### TEXT SECTION
########################################
I had posted an RFC v1 earlier today, thinking I really needed to
request comments, lacking much experience with ACPI drivers. But having
spent all day reworking this driver, and then testing and debugging it
in a variety of circumstances, I feel fairly confident that it works
well, so this is now the real thing. Please review! Here's a little
screencast showing it in action: 
https://data.zx2c4.com/vmgenid-appears-to-work.gif

As a side note, this series intentionally does _not_ focus on
notification of these events to userspace or to other kernel consumers.
Since these VM fork detection events first need to hit the RNG, we can
later talk about what sorts of notifications or mmap'd counters the RNG
should be making accessible to elsewhere. But that's a different sort of
project and ties into a lot of more complicated concerns beyond this
more basic patchset. So hopefully we can keep the discussion rather
focused here to this ACPI business.

Changes v1->v2:
- [Ard] Correct value of MODULE_LICENSE().
- [Ard] Use ordinary memory accesses instead of memcpy_fromio.
- [Ard] Make module a tristate and set MODULE_DEVICE_TABLE().
- [Ard] Free buffer after using.
- Use { } instead of { "", 0 }.
########################################
### JOB 1
Duplicate the stretch of rows from the line containing "Excuse me, could you locate the palm" through the line containing "[91,79,160,132]", keeping every character unchanged.
########################################
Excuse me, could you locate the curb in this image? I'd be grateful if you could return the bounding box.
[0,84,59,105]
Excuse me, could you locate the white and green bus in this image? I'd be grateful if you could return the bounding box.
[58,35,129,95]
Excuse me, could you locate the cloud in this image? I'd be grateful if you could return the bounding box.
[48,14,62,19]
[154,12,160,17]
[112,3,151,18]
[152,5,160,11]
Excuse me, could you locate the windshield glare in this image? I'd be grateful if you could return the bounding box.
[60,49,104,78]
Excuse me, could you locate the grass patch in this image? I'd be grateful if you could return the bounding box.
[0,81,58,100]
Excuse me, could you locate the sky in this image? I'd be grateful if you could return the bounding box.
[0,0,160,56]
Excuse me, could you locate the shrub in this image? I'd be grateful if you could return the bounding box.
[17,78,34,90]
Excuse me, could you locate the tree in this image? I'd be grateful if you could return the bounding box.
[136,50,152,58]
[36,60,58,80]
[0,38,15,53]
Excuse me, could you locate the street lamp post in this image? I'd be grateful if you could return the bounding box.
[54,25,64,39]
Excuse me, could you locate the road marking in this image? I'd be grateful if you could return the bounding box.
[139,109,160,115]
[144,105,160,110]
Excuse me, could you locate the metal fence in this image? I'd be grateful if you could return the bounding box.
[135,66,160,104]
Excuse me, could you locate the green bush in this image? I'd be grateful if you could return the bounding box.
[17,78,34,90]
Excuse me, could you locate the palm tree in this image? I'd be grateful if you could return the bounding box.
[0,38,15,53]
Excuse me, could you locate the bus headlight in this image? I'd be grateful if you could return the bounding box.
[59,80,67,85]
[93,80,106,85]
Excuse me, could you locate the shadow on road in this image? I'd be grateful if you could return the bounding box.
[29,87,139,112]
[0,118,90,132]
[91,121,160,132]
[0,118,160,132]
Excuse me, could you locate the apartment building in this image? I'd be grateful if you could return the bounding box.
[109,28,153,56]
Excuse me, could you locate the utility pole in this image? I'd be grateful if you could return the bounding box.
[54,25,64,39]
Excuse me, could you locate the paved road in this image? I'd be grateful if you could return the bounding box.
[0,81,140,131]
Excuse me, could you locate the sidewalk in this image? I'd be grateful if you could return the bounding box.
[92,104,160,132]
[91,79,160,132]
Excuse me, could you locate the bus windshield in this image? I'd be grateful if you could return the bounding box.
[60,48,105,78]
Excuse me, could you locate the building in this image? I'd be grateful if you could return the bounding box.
########################################
### JOB 2
Write out the stretch of the patch description from "- [Ard] Use" through "buffer after using.", renaming "buffer" to "memory".

### TASK RESPONSE 1
Excuse me, could you locate the palm tree in this image? I'd be grateful if you could return the bounding box.
[0,38,15,53]
Excuse me, could you locate the bus headlight in this image? I'd be grateful if you could return the bounding box.
[59,80,67,85]
[93,80,106,85]
Excuse me, could you locate the shadow on road in this image? I'd be grateful if you could return the bounding box.
[29,87,139,112]
[0,118,90,132]
[91,121,160,132]
[0,118,160,132]
Excuse me, could you locate the apartment building in this image? I'd be grateful if you could return the bounding box.
[109,28,153,56]
Excuse me, could you locate the utility pole in this image? I'd be grateful if you could return the bounding box.
[54,25,64,39]
Excuse me, could you locate the paved road in this image? I'd be grateful if you could return the bounding box.
[0,81,140,131]
Excuse me, could you locate the sidewalk in this image? I'd be grateful if you could return the bounding box.
[92,104,160,132]
[91,79,160,132]

### TASK RESPONSE 2
- [Ard] Use ordinary memory accesses instead of memcpy_fromio.
- [Ard] Make module a tristate and set MODULE_DEVICE_TABLE().
- [Ard] Free memory after using.